Which lines of the entries contain the string "below"? Please find them and copy them.

#####

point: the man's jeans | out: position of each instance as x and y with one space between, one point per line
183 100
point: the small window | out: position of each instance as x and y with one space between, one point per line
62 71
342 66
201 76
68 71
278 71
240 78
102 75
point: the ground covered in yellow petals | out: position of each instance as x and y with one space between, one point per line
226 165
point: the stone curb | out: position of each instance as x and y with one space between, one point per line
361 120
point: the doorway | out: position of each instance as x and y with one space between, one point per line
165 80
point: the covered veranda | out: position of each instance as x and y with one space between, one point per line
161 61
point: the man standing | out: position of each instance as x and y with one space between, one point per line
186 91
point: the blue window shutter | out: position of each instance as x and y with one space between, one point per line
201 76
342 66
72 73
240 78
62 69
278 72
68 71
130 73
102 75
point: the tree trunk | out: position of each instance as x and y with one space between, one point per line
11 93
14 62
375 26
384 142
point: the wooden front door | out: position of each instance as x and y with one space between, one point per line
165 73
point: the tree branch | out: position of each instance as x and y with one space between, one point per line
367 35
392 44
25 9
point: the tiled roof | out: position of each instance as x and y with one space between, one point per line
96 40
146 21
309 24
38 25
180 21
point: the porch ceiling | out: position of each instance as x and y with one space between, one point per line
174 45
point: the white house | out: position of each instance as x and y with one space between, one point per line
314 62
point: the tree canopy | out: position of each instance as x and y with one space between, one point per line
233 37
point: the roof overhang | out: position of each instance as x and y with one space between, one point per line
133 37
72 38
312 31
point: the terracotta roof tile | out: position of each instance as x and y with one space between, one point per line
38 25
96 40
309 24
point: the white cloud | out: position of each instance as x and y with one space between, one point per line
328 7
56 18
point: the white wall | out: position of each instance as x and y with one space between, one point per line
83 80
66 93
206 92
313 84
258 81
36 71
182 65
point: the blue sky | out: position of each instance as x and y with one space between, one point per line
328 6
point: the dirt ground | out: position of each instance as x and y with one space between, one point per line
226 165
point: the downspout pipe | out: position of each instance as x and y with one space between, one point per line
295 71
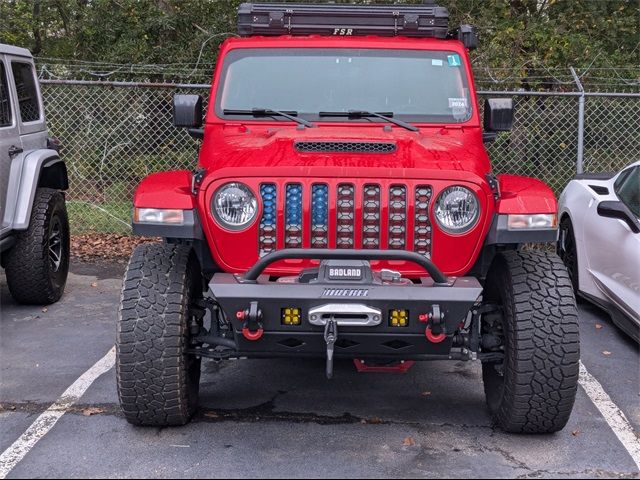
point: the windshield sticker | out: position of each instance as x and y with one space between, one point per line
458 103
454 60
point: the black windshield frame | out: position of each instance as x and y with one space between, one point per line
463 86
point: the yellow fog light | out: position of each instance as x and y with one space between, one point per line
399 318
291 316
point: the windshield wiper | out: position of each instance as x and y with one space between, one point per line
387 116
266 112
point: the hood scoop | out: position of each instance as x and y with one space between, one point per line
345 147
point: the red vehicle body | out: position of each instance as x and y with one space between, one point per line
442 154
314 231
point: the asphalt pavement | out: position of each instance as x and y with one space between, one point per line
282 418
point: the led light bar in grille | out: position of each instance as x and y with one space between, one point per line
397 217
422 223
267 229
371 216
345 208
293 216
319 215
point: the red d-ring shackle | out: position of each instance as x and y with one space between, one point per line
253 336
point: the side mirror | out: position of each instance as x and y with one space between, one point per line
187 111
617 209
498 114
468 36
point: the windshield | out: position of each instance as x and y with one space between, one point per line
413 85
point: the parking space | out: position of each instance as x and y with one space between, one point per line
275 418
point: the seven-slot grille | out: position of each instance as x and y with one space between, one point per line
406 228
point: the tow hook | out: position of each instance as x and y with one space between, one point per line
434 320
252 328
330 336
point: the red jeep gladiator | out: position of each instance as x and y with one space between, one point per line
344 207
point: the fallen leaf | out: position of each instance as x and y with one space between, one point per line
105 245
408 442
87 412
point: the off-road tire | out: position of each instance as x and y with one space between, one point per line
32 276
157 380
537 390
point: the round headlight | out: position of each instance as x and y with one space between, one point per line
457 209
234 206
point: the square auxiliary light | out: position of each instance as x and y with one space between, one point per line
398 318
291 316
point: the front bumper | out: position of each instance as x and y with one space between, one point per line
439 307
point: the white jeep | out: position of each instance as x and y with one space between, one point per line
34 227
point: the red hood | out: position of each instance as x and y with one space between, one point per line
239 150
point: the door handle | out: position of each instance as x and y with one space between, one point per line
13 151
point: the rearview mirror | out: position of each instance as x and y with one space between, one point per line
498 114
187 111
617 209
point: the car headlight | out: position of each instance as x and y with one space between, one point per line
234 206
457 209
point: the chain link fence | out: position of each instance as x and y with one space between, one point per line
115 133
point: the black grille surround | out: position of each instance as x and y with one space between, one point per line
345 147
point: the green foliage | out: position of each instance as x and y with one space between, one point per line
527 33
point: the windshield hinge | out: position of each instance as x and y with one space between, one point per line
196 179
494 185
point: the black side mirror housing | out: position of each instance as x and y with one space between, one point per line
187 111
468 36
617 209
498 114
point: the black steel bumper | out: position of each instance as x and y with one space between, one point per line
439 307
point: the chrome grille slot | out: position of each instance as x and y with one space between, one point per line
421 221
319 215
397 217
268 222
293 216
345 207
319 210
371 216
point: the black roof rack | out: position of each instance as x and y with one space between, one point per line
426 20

#####

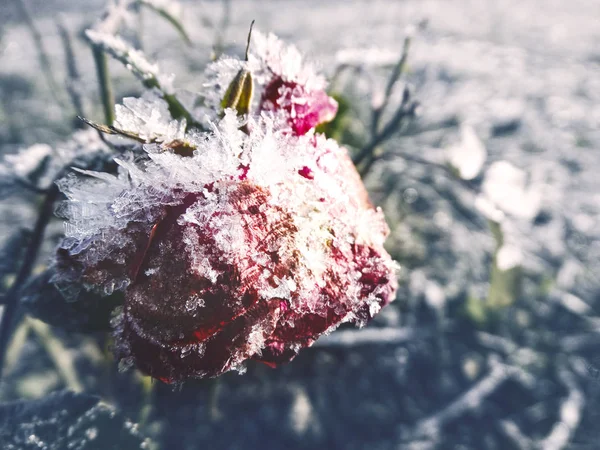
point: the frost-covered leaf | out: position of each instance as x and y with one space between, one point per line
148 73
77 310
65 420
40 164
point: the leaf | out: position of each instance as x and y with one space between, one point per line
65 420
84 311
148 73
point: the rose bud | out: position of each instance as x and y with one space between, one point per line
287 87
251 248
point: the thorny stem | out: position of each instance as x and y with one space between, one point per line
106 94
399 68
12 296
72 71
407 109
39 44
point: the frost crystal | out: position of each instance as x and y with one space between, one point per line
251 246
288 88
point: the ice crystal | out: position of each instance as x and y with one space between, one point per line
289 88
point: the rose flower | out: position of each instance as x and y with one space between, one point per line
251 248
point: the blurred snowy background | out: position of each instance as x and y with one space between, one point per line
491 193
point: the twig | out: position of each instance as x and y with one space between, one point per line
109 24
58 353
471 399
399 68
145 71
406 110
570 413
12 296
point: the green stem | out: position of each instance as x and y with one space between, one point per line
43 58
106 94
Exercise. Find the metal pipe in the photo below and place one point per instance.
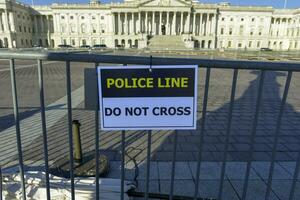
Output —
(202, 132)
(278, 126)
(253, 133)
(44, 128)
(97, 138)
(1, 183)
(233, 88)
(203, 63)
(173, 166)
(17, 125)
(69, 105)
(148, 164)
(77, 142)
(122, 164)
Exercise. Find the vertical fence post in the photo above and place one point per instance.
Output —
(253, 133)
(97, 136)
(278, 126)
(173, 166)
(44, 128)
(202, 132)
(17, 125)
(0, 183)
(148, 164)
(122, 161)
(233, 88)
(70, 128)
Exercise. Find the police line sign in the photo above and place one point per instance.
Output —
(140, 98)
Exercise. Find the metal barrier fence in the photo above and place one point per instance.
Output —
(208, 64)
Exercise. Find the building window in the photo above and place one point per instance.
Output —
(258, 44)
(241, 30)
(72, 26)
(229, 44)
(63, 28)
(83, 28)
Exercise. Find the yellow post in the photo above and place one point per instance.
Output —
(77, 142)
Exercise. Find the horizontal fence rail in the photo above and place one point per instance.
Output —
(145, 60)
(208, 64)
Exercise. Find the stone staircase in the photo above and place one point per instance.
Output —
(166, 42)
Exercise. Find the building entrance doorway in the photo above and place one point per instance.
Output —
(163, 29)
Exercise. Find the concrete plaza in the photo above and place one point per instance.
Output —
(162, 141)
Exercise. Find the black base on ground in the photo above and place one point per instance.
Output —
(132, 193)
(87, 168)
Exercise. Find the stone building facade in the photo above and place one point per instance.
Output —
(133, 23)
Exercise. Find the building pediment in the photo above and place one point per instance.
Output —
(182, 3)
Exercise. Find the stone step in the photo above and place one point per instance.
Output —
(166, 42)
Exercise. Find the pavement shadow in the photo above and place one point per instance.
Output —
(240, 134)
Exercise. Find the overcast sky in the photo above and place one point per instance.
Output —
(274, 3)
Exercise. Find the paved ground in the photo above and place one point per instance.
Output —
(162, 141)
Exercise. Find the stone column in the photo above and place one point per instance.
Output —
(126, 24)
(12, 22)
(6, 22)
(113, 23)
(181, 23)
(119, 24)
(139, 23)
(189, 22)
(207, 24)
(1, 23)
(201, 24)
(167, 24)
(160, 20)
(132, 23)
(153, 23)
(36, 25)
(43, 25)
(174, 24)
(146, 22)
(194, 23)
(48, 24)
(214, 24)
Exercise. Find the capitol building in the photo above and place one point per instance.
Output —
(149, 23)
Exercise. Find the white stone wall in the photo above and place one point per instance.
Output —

#####

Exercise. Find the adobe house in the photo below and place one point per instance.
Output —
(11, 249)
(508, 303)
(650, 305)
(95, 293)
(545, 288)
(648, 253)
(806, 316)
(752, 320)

#####

- **Result for this task**:
Exercise. Find the metal pipe in the photo below and place one point per instance.
Exercise. Find the adobe house in the photo below and place one point per instance.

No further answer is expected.